» **Objective**: Restate every entry word for word.

(Excerpts from point annotation data)
-------

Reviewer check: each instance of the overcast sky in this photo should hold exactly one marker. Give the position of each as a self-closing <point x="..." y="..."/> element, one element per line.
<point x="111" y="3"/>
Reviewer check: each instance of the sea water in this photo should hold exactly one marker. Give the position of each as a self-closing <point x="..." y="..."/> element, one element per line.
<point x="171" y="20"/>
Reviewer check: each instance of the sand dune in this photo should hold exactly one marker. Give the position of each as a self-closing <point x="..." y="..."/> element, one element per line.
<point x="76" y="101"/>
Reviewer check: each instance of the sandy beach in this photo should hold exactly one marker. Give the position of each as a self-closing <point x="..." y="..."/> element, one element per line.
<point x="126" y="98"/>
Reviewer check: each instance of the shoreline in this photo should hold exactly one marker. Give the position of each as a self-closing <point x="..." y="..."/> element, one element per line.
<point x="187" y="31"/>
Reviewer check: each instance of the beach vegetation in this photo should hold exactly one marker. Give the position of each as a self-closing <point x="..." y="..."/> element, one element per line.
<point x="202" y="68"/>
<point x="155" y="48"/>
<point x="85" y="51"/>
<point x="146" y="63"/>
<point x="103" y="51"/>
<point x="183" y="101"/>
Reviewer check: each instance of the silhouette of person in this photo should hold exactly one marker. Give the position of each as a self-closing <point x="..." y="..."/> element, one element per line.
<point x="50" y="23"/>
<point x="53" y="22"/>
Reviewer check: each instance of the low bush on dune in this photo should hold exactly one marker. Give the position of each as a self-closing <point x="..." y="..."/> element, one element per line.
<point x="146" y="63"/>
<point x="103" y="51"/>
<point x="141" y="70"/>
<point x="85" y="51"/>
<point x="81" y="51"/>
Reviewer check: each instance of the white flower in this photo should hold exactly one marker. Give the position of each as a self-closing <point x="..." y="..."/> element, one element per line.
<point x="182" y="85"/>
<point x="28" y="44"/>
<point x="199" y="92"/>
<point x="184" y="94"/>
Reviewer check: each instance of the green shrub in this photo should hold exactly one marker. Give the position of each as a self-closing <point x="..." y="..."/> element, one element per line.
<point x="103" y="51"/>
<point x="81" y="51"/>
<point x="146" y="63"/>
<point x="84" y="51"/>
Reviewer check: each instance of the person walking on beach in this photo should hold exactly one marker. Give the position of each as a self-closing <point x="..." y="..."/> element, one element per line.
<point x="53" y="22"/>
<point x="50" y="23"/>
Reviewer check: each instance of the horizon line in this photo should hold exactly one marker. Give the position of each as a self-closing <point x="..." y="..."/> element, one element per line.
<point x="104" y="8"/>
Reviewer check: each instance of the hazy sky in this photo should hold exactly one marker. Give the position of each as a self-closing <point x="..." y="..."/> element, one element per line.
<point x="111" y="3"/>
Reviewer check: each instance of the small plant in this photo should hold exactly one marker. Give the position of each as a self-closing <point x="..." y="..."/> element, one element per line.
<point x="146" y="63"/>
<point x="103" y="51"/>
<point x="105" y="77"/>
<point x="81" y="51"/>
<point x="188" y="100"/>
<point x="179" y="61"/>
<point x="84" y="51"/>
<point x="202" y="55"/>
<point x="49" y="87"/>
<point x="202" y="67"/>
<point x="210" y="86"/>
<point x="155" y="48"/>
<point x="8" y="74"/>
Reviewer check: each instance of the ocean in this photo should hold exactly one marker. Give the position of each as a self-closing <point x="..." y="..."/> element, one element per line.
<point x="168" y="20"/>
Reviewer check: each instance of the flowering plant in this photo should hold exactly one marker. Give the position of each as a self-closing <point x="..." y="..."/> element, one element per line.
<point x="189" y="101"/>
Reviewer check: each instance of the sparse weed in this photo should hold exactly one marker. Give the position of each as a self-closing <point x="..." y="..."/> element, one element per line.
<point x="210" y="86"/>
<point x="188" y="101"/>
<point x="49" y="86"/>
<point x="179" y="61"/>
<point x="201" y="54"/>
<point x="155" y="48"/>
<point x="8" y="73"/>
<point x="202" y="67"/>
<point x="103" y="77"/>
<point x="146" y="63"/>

-------

» **Correct output**:
Reviewer check: each instance of the overcast sky in this photo should hold exactly one marker. Give the position of each as a self-closing <point x="..." y="..."/> element, one element per line.
<point x="111" y="3"/>
Reviewer check: each instance of the sea water in this photo should hold exactly one marker. Give the position of each as a self-closing <point x="..." y="..."/> element, one element per line.
<point x="171" y="20"/>
Reviewer check: each instance of the sand dune in this photo should hold exactly one marker. Give the position of each as a self-closing <point x="..." y="..."/> element, one element per line.
<point x="76" y="101"/>
Reviewer check: each instance of the sandy beach in this photo should hold exactly one marker. Give the position of each as a self-closing <point x="..." y="..."/> element, one element per line.
<point x="126" y="98"/>
Reviewer check: each instance of the shoreline in this photo should hold exactly one marker. Give the position of each as a self-closing <point x="..." y="..."/> element, one element per line.
<point x="187" y="31"/>
Reviewer check: each instance of the beach vegetation in this photo should hold exactly one marker. Give the position of each as a self-closing <point x="..." y="..."/> element, one element per line.
<point x="202" y="68"/>
<point x="155" y="48"/>
<point x="85" y="51"/>
<point x="146" y="63"/>
<point x="103" y="51"/>
<point x="183" y="101"/>
Reviewer check: each instance of the silhouette of person in this photo should hold exactly one marker. Give the position of each as a self-closing <point x="..." y="..."/> element, one element per line.
<point x="50" y="23"/>
<point x="53" y="22"/>
Reviewer check: each instance of the low bush on dune in this photo should hold exactly one marker. Give the position of each as a self-closing <point x="..." y="..."/> element, one element per line.
<point x="146" y="63"/>
<point x="103" y="51"/>
<point x="141" y="70"/>
<point x="85" y="51"/>
<point x="81" y="51"/>
Reviewer check: each instance of the white flower in this photo should hold exactly one marker. Give the position of each as a self-closing <point x="..." y="..."/> element, one element per line.
<point x="182" y="85"/>
<point x="28" y="44"/>
<point x="199" y="92"/>
<point x="184" y="94"/>
Reviewer check: each instance of the green shrub in this photo should hold exactly one marker. Give the position of each as a self-closing <point x="..." y="..."/> element, one element per line.
<point x="103" y="51"/>
<point x="81" y="51"/>
<point x="146" y="63"/>
<point x="84" y="51"/>
Reviewer check: each instance of the person walking on beach in this photo should hold exactly one marker. Give the position of each as a self-closing <point x="..." y="..."/> element, one element per line.
<point x="53" y="22"/>
<point x="50" y="23"/>
Reviewer check: each instance of the horizon line in this photo should hold exactly one marker. Give the position of each as a self-closing <point x="..." y="..."/> element, one element per line.
<point x="104" y="8"/>
Reviewer check: each instance of the hazy sky in this photo should hold exactly one marker. Give the position of each as a self-closing <point x="..." y="..."/> element, one element per line.
<point x="111" y="3"/>
Reviewer check: each instance of the small plant in this photo should hold exactly one marker. Give the position of each as a self-closing <point x="..." y="..."/> element, one element per line.
<point x="146" y="63"/>
<point x="103" y="51"/>
<point x="105" y="77"/>
<point x="81" y="51"/>
<point x="188" y="100"/>
<point x="179" y="61"/>
<point x="84" y="51"/>
<point x="202" y="55"/>
<point x="49" y="87"/>
<point x="202" y="67"/>
<point x="210" y="86"/>
<point x="155" y="48"/>
<point x="8" y="74"/>
Reviewer check: each instance of the ocean in this photo should hold exactly one marker. Give the position of each as a self-closing <point x="..." y="..."/> element, one element per line.
<point x="168" y="20"/>
Reviewer check: each instance of the flowering plant in this photo should hold exactly one marker. Give the position of each as a self-closing <point x="..." y="..."/> element, one element per line.
<point x="189" y="101"/>
Reviewer check: each instance of the sparse weed in this photo should hold exactly one marker. Give the position of each as a self-closing <point x="..." y="..."/> element, one element per line.
<point x="210" y="86"/>
<point x="188" y="101"/>
<point x="49" y="86"/>
<point x="179" y="61"/>
<point x="201" y="54"/>
<point x="155" y="48"/>
<point x="8" y="73"/>
<point x="202" y="67"/>
<point x="103" y="77"/>
<point x="146" y="63"/>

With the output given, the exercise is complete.